··· Data to examine
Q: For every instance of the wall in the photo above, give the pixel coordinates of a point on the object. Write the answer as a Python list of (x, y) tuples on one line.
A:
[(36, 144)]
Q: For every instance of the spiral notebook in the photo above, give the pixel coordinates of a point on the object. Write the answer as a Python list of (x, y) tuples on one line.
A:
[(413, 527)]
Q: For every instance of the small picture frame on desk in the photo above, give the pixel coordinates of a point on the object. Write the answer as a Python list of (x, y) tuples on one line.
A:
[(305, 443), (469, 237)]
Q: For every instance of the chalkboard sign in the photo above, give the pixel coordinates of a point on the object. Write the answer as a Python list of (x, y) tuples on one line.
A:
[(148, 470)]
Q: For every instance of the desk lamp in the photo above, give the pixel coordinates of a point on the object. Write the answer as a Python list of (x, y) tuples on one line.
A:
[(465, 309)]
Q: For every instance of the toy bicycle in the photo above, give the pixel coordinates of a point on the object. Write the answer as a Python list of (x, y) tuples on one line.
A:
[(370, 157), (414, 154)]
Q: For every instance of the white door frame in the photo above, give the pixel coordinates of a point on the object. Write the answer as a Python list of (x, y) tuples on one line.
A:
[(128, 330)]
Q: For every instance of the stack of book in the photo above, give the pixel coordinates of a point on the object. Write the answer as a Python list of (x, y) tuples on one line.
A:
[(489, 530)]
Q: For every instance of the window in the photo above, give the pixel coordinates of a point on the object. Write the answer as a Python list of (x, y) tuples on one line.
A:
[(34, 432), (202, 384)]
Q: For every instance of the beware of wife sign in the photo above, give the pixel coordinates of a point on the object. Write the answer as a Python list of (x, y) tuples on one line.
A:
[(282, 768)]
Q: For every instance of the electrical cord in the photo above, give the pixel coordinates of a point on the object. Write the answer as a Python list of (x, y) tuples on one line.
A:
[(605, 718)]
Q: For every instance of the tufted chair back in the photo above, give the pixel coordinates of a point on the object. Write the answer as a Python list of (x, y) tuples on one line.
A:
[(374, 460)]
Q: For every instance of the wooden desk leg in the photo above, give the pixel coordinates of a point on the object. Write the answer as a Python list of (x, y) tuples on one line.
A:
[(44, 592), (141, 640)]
······
## Task goal
Take the lines from the one containing "Q: For every instance of the wooden" through the final line of the entries above, and set them down exactly, with nothing added.

## Solution below
Q: For every instance of the wooden desk leg in the photo above, give the pixel coordinates of a point on the object. Write the answer as a Python list of (x, y) tuples on one line.
A:
[(44, 592), (141, 640)]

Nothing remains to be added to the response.